» **WHAT TO WORK ON**: Can you rewrite every line of the rows below as a Markdown table with columns named Line and Text, numbering each line, skipping blank lines, and leaving the pictures out?

─── RECORDS SHOWN

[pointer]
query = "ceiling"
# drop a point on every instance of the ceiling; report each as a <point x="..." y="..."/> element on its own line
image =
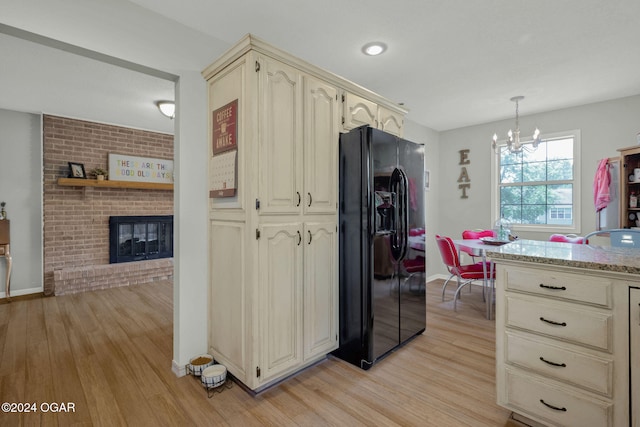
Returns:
<point x="453" y="63"/>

──────

» **FULL RESPONSE**:
| Line | Text |
|---|---|
| 1 | [pointer] |
| 2 | query = "ceiling" |
| 3 | # drop a point on every instance of the ceiling; report each as a <point x="..." y="..."/> element on its own line |
| 4 | image = |
| 5 | Returns: |
| 6 | <point x="453" y="63"/> |